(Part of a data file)
──────────

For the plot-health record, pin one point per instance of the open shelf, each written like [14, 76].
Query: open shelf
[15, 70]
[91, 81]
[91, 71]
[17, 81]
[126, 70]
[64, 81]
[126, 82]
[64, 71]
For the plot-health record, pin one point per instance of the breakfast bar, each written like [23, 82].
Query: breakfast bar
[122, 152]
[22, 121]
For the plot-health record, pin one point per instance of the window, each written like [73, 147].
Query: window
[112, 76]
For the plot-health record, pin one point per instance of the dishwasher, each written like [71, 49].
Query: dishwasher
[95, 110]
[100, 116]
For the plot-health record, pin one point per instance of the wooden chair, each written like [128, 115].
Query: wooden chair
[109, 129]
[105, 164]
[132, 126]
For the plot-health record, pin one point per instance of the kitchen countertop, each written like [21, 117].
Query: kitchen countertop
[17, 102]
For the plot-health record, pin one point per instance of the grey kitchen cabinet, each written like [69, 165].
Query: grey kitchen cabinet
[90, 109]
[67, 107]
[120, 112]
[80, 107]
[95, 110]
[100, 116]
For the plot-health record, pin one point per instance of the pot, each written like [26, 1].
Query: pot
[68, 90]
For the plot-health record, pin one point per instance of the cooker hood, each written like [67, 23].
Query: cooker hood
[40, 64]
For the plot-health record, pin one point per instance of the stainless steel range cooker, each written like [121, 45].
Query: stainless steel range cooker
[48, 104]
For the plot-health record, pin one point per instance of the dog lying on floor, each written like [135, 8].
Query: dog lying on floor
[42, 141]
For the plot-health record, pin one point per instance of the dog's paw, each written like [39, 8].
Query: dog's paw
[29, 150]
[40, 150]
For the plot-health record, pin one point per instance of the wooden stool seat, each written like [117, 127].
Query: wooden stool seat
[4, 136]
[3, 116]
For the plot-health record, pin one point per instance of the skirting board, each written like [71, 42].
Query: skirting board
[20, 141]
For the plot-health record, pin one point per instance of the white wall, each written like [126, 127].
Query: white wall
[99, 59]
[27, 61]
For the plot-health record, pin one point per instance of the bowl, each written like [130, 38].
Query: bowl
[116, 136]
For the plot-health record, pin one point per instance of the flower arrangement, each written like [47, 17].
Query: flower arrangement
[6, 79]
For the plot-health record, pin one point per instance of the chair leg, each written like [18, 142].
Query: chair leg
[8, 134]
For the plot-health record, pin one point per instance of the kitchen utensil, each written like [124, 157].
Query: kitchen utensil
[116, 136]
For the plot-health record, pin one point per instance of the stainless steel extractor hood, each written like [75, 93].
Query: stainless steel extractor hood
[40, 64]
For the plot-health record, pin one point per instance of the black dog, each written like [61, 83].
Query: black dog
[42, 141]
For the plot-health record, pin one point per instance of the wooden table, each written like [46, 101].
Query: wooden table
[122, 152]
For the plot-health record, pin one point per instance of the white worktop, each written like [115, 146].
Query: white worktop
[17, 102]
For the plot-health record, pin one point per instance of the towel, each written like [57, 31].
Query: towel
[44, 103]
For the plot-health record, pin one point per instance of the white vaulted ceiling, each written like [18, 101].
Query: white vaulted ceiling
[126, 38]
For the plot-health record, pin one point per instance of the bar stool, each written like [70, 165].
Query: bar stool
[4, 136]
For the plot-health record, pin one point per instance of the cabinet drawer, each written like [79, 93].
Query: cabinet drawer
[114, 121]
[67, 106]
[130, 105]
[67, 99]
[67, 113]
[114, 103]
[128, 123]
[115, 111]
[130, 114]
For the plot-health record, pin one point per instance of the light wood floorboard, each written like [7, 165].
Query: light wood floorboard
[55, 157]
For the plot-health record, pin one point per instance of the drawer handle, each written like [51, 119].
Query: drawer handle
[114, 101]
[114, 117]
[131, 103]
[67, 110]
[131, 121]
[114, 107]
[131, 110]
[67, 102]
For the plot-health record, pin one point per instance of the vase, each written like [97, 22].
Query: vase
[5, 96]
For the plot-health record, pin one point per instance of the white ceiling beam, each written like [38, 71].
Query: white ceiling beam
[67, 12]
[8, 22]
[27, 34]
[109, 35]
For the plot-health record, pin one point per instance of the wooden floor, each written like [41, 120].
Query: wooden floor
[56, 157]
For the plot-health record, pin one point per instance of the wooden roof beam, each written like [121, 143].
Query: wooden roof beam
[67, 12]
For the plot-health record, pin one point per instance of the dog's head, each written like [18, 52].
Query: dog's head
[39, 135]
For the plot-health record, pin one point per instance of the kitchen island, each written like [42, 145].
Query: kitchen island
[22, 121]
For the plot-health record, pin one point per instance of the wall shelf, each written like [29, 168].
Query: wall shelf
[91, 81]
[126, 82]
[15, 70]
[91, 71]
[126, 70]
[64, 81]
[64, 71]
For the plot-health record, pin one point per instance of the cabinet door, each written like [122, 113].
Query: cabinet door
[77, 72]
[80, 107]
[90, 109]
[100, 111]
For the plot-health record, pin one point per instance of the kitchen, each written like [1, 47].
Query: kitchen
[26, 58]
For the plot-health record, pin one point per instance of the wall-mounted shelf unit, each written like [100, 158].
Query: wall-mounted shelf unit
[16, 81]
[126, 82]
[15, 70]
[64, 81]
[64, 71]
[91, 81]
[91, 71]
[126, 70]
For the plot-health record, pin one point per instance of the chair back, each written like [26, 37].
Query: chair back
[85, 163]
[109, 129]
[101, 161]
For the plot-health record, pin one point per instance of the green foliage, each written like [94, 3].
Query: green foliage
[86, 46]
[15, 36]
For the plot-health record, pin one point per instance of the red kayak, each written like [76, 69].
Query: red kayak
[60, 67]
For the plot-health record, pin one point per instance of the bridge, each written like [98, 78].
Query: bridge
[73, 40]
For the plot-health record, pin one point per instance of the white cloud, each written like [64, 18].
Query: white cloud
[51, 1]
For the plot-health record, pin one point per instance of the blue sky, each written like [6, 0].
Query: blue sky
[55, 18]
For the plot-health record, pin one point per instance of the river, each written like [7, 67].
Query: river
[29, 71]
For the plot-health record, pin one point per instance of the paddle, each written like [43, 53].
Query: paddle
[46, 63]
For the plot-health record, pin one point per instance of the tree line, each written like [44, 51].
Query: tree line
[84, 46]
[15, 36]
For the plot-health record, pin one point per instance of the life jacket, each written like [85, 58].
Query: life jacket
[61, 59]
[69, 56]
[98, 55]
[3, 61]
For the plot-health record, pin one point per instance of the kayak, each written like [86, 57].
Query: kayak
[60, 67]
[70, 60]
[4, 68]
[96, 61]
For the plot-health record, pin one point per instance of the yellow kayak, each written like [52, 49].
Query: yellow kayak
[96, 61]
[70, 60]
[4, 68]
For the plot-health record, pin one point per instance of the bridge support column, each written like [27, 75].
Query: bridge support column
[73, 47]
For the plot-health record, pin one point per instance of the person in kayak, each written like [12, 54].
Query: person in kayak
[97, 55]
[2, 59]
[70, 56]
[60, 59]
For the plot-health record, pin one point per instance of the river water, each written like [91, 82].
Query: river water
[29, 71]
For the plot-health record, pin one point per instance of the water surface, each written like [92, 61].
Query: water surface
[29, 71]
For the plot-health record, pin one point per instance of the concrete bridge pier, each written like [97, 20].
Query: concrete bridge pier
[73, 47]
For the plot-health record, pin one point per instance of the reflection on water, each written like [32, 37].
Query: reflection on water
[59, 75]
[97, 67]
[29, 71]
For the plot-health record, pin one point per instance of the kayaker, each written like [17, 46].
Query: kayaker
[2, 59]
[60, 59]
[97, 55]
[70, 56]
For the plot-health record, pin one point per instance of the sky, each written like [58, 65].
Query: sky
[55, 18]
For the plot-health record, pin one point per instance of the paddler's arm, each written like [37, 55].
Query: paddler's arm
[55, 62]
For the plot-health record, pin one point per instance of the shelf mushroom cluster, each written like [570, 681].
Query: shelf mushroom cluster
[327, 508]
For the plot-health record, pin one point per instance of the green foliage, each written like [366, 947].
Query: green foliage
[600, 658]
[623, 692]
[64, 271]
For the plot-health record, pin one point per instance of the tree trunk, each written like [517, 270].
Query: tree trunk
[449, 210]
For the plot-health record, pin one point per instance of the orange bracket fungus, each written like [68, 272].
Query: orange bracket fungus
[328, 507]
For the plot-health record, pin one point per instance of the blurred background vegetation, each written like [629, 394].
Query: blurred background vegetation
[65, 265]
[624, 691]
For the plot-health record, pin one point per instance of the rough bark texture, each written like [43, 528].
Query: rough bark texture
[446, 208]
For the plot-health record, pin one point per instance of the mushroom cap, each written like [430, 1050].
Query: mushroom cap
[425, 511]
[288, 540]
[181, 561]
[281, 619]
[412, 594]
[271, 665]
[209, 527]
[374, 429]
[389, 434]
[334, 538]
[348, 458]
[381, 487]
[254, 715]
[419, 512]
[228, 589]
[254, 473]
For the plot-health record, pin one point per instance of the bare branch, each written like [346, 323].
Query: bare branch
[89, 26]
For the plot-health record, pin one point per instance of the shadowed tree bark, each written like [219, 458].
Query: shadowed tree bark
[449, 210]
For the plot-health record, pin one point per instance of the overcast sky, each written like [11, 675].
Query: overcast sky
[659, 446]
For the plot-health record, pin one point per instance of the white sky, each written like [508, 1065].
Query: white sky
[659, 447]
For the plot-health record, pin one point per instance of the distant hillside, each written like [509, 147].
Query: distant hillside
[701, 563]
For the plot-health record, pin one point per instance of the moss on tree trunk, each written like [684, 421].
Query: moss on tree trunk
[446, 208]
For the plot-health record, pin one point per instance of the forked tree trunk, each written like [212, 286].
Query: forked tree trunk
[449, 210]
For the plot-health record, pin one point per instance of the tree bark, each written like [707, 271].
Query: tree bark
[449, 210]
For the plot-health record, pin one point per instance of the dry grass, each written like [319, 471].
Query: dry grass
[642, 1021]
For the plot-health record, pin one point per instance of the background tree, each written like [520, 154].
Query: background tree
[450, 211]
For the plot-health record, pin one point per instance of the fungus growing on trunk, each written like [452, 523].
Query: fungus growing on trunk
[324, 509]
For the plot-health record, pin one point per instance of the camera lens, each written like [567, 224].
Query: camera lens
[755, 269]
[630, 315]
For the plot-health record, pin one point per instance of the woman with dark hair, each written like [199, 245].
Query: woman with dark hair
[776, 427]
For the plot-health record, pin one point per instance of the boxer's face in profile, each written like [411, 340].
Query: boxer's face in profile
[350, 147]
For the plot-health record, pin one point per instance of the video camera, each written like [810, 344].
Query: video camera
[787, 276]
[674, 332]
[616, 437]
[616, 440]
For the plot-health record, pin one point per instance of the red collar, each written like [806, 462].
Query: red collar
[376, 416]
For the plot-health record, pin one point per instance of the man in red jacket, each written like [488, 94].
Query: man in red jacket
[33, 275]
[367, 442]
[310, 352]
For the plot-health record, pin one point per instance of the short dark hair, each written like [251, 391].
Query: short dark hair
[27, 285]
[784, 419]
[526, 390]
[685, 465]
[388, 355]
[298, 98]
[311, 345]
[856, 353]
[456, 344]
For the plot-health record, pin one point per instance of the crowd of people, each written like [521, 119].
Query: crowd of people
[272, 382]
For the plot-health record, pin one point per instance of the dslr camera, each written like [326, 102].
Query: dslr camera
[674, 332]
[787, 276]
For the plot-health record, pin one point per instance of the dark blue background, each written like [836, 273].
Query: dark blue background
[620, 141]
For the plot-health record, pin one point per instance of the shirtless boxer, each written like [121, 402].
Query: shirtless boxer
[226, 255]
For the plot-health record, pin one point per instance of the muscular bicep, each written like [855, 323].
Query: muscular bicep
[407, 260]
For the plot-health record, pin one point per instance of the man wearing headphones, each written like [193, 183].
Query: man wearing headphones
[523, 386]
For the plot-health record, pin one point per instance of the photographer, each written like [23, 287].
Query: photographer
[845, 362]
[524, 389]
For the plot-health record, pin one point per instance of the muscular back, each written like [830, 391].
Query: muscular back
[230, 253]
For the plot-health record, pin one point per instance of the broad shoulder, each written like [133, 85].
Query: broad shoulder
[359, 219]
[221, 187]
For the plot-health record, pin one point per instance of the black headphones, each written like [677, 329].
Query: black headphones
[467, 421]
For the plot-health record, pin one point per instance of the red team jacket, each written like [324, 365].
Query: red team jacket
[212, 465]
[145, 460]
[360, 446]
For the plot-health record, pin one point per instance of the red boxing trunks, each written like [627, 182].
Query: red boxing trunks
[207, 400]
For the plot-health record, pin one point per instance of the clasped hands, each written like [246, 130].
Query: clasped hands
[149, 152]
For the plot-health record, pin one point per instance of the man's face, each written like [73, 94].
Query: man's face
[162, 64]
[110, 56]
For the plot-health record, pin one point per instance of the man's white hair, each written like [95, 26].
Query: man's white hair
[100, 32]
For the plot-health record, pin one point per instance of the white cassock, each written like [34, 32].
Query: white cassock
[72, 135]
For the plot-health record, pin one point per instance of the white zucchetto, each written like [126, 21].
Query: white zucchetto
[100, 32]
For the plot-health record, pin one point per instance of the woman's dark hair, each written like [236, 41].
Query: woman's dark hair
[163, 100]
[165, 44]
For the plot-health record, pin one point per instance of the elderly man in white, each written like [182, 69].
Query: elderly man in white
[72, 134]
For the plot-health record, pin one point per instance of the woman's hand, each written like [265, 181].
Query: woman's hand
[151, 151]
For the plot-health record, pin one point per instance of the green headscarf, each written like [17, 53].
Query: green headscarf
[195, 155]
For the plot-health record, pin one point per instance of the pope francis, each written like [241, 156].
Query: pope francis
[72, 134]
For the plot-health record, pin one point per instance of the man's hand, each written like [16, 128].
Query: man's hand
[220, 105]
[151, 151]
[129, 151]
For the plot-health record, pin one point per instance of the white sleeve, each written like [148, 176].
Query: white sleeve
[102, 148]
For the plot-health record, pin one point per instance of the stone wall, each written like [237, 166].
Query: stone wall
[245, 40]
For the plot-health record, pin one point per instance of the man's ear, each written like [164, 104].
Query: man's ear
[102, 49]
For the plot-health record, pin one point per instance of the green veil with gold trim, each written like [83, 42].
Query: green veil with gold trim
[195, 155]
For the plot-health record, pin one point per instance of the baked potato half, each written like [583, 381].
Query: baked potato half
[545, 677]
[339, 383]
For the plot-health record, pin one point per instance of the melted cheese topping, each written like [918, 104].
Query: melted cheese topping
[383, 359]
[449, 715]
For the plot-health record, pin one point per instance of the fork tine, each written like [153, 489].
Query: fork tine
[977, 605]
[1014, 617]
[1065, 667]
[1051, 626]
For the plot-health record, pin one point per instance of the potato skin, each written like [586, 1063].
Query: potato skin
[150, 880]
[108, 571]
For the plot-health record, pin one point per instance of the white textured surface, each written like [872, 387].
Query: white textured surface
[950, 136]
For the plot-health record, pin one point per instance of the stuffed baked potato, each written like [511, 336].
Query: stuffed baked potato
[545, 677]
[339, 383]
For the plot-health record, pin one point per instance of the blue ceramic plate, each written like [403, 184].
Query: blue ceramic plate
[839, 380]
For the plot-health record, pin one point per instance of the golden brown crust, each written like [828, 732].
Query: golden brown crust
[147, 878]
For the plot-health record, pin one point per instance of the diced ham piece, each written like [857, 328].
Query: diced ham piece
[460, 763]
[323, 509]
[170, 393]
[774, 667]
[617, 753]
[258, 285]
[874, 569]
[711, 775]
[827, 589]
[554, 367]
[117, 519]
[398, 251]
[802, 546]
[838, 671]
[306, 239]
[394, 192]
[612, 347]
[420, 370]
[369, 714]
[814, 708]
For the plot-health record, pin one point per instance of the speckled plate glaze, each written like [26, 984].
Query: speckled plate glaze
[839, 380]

──────────

Task to carry out: Give back the lines of the listing from the one with "like [872, 387]." through the end, both included, exactly as written and with nothing added.

Solution:
For the plot-health record, pin one point per instance of the white textured surface, each written like [872, 387].
Query: white textured surface
[950, 136]
For the plot-health record, pin one point per instance of the stuffed baked potato, each written like [511, 336].
Query: stuffed baked potato
[545, 677]
[339, 383]
For the plot-health record, pin one point per instance of the blue ceramic plate, each written like [403, 184].
Query: blue ceramic plate
[839, 380]
For the plot-health record, pin one point per instance of the golden brown crust, each written like [828, 732].
Query: golden brown crust
[147, 878]
For the plot-health record, pin one point per instance of the diced ham piece, each written like [857, 328].
Query: diced ham piece
[460, 763]
[323, 509]
[170, 393]
[774, 667]
[617, 753]
[258, 285]
[874, 569]
[711, 775]
[827, 589]
[554, 367]
[117, 519]
[398, 251]
[802, 546]
[838, 671]
[306, 239]
[394, 192]
[612, 347]
[420, 370]
[369, 714]
[814, 708]
For the plot-health record, pin one point per instance of the speckled plate glaze, each written like [26, 984].
Query: speckled plate glaze
[839, 380]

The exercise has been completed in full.